What needs to be done:
Please count the lines in the listing below that contain the word "child" and give only the number.

++++ Exercise material ++++

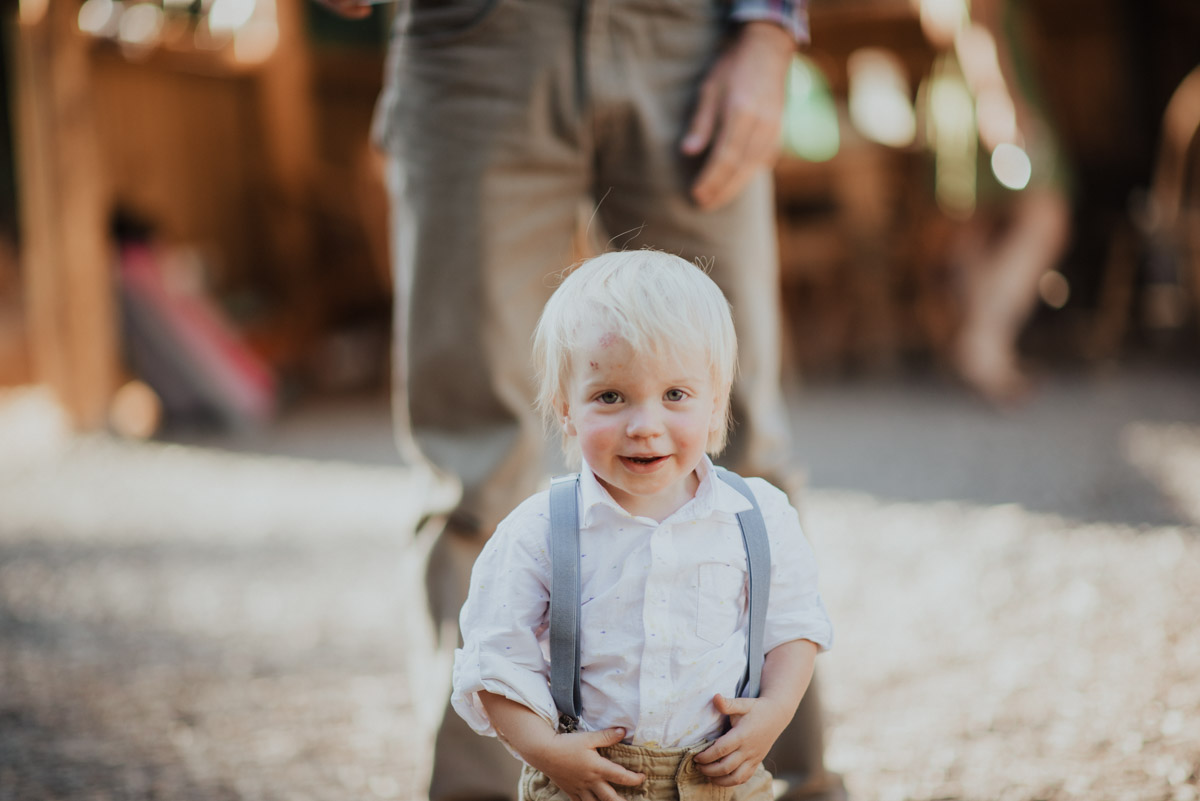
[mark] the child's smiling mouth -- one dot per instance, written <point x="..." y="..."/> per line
<point x="642" y="461"/>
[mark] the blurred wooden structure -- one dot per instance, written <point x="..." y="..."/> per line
<point x="71" y="317"/>
<point x="265" y="167"/>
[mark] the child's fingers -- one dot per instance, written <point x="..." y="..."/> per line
<point x="601" y="792"/>
<point x="741" y="776"/>
<point x="723" y="766"/>
<point x="624" y="777"/>
<point x="724" y="746"/>
<point x="733" y="706"/>
<point x="603" y="739"/>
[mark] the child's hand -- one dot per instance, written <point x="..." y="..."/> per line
<point x="573" y="764"/>
<point x="755" y="724"/>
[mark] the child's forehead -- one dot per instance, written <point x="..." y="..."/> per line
<point x="675" y="353"/>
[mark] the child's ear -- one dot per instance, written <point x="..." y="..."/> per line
<point x="720" y="403"/>
<point x="564" y="414"/>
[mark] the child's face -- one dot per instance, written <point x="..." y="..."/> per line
<point x="642" y="422"/>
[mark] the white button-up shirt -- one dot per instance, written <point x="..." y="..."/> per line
<point x="664" y="618"/>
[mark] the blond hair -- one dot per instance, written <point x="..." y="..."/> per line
<point x="660" y="303"/>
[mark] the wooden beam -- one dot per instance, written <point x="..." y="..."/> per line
<point x="64" y="209"/>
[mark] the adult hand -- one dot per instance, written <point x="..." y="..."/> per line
<point x="739" y="113"/>
<point x="347" y="8"/>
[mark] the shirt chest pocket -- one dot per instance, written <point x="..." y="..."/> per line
<point x="720" y="596"/>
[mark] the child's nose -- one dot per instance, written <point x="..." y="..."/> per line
<point x="645" y="421"/>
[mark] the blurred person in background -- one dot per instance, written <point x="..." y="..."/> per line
<point x="499" y="118"/>
<point x="1019" y="208"/>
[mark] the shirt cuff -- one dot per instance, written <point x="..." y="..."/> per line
<point x="475" y="674"/>
<point x="811" y="624"/>
<point x="792" y="17"/>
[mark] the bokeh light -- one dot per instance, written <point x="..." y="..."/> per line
<point x="1012" y="167"/>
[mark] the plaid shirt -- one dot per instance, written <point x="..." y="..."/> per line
<point x="792" y="14"/>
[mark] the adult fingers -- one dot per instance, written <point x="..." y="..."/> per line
<point x="725" y="161"/>
<point x="703" y="119"/>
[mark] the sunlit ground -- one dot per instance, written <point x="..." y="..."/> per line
<point x="197" y="622"/>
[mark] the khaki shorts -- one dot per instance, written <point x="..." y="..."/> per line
<point x="671" y="775"/>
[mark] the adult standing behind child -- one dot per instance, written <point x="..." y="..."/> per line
<point x="636" y="355"/>
<point x="499" y="118"/>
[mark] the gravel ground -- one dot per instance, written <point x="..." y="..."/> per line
<point x="1015" y="600"/>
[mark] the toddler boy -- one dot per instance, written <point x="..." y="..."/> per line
<point x="636" y="356"/>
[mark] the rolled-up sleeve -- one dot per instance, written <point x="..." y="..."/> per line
<point x="796" y="609"/>
<point x="791" y="14"/>
<point x="504" y="621"/>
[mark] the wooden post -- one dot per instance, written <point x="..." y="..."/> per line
<point x="64" y="215"/>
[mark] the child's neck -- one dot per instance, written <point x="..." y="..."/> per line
<point x="661" y="505"/>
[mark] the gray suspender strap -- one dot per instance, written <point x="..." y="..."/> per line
<point x="564" y="592"/>
<point x="564" y="598"/>
<point x="754" y="535"/>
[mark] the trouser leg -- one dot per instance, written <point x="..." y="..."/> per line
<point x="486" y="176"/>
<point x="642" y="110"/>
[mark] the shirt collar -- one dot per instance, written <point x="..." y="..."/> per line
<point x="712" y="495"/>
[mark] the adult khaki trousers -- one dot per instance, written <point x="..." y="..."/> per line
<point x="501" y="118"/>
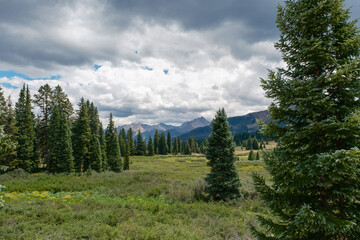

++++

Exercise response:
9